**RECORDS SHOWN**

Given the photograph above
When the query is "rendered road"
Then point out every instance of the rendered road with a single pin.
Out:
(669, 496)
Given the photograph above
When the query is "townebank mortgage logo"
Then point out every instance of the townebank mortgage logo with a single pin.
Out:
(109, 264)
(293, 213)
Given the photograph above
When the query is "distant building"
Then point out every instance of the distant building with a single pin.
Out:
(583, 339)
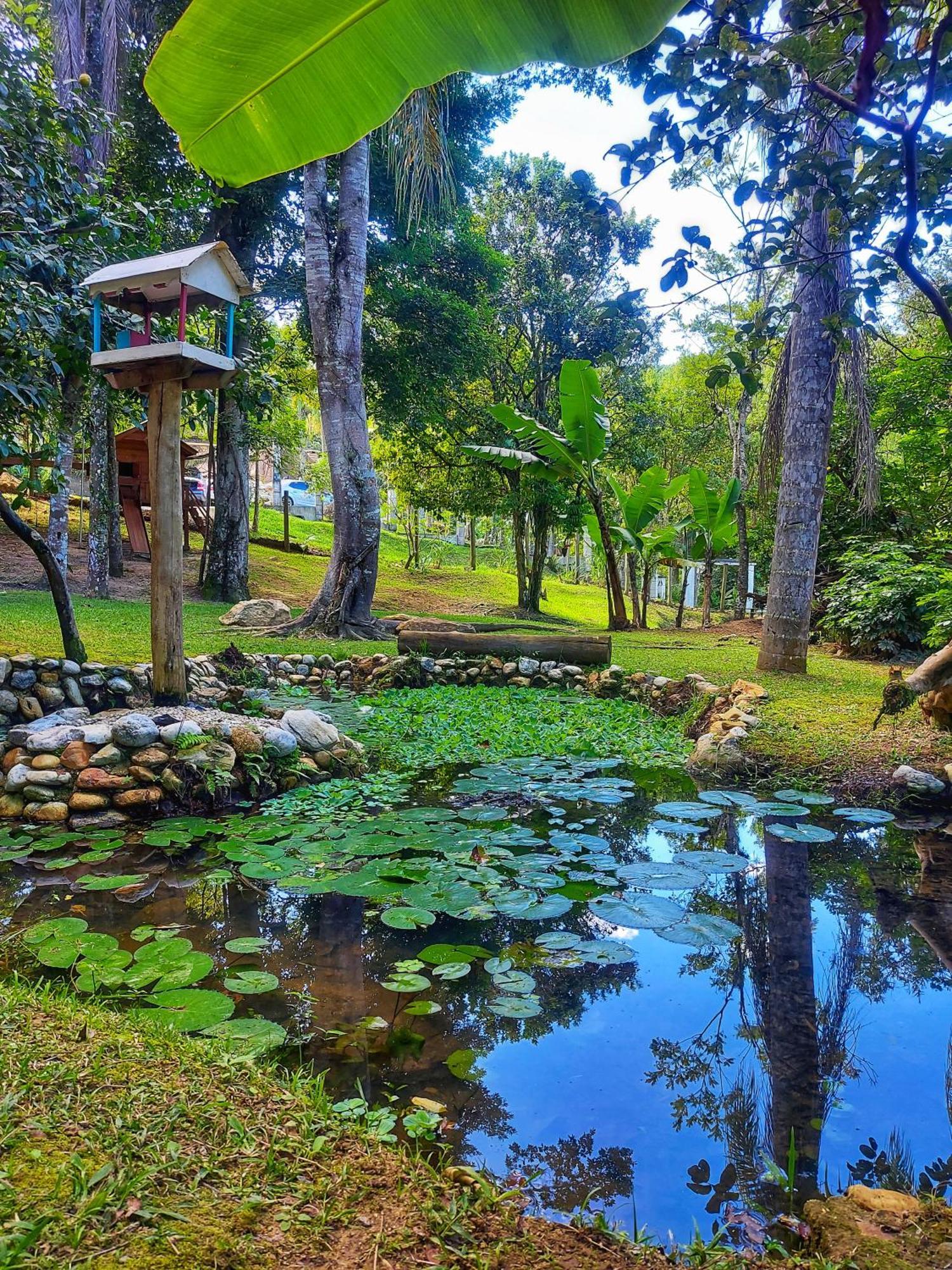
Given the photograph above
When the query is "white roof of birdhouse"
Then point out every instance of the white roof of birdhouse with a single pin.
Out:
(209, 270)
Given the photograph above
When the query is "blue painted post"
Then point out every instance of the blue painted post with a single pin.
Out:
(230, 331)
(97, 322)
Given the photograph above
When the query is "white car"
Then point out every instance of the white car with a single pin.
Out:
(299, 493)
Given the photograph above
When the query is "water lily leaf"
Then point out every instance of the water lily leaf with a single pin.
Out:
(95, 882)
(659, 876)
(558, 940)
(605, 953)
(700, 930)
(680, 827)
(728, 798)
(247, 944)
(516, 1008)
(463, 1065)
(865, 815)
(191, 1009)
(711, 862)
(248, 1037)
(515, 982)
(802, 834)
(185, 972)
(690, 811)
(407, 984)
(408, 919)
(423, 1008)
(453, 971)
(638, 911)
(55, 926)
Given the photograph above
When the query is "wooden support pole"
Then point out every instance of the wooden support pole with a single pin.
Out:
(166, 482)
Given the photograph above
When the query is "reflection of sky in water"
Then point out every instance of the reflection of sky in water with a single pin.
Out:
(592, 1076)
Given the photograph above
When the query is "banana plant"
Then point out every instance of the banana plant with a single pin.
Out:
(572, 457)
(714, 520)
(640, 509)
(255, 88)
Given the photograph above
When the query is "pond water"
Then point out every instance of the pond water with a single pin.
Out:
(629, 995)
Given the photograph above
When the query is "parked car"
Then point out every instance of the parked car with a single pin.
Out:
(299, 493)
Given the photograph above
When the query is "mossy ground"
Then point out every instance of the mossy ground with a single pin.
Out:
(816, 727)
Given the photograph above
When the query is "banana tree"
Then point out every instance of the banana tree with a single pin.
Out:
(640, 509)
(572, 458)
(714, 518)
(256, 88)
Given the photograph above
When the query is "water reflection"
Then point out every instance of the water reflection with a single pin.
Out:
(686, 1086)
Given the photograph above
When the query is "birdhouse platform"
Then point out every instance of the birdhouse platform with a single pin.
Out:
(142, 366)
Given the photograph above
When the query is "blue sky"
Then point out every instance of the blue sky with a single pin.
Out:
(578, 131)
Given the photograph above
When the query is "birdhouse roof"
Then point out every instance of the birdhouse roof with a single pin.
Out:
(209, 270)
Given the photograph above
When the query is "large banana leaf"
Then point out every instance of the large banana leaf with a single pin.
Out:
(585, 418)
(257, 87)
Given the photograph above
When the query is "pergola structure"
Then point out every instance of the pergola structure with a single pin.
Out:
(206, 276)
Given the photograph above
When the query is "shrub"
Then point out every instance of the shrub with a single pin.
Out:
(875, 606)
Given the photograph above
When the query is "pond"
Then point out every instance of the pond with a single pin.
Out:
(668, 1005)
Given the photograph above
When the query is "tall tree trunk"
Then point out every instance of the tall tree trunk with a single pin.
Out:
(619, 619)
(336, 267)
(73, 645)
(810, 394)
(98, 568)
(227, 575)
(115, 530)
(709, 585)
(74, 391)
(742, 474)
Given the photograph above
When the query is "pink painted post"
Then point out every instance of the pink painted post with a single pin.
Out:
(183, 311)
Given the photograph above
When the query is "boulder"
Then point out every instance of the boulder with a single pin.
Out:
(135, 731)
(257, 614)
(918, 782)
(48, 813)
(280, 741)
(11, 806)
(313, 730)
(53, 741)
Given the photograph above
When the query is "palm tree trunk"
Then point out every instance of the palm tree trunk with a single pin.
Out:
(336, 269)
(59, 534)
(807, 440)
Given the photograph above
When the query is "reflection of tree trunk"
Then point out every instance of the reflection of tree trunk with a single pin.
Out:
(790, 1027)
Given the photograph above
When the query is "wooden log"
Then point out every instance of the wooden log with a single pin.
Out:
(166, 521)
(572, 650)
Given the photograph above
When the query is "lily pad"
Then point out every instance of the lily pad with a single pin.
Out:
(247, 944)
(864, 815)
(659, 876)
(408, 984)
(252, 982)
(516, 1008)
(711, 862)
(249, 1037)
(802, 834)
(700, 930)
(191, 1009)
(408, 919)
(649, 912)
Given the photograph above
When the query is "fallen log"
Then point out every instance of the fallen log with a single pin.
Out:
(572, 650)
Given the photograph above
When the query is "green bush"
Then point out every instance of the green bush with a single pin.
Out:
(876, 606)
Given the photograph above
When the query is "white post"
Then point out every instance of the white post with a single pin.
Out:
(691, 587)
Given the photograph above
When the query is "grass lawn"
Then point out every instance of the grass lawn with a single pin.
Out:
(818, 726)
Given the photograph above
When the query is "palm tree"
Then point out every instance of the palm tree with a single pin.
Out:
(573, 458)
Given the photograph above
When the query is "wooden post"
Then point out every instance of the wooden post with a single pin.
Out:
(166, 482)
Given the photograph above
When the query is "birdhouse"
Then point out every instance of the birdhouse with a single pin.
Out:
(176, 284)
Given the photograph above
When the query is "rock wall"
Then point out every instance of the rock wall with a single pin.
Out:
(100, 773)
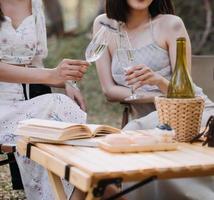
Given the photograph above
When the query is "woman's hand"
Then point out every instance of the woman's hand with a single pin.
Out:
(75, 94)
(142, 75)
(69, 70)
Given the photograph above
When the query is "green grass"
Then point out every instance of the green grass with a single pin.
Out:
(99, 110)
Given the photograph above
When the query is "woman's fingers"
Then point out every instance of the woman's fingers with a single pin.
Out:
(134, 68)
(72, 69)
(141, 78)
(75, 62)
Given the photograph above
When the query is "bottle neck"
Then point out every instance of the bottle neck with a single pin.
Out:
(181, 54)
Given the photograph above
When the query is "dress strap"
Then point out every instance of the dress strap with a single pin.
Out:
(152, 30)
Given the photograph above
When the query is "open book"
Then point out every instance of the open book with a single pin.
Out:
(61, 131)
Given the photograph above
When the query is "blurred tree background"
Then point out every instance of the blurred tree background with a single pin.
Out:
(69, 28)
(69, 25)
(76, 16)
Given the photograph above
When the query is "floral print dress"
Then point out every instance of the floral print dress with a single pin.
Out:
(22, 46)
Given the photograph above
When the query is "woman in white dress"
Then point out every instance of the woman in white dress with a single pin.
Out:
(23, 43)
(152, 29)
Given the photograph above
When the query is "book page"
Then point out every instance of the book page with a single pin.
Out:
(102, 129)
(48, 123)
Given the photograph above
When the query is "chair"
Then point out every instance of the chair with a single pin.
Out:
(202, 75)
(8, 151)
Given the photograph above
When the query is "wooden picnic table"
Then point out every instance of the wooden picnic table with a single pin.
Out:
(91, 169)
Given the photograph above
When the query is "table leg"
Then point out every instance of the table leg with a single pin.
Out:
(90, 195)
(57, 186)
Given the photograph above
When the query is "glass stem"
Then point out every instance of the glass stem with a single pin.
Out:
(73, 84)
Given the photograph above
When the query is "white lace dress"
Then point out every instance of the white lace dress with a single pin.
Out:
(25, 45)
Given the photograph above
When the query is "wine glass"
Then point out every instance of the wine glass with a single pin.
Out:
(98, 45)
(127, 58)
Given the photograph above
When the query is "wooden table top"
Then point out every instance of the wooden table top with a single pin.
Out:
(89, 165)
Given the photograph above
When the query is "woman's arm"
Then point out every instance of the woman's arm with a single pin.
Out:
(166, 38)
(66, 70)
(111, 90)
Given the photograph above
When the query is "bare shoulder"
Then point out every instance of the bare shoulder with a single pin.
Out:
(170, 22)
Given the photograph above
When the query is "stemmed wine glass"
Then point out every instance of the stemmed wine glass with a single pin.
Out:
(127, 58)
(96, 48)
(98, 45)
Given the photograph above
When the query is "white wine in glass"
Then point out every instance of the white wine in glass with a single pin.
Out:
(98, 45)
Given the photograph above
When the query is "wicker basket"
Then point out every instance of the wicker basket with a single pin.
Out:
(183, 115)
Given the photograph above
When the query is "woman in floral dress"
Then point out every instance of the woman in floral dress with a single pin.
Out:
(23, 43)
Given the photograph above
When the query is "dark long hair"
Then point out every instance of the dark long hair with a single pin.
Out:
(119, 9)
(1, 16)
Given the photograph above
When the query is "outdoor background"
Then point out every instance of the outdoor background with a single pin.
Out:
(69, 29)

**OBJECTIVE**
How many lines of the entries above contain the word "dark"? Reply with the number alone.

**RESPONSE**
2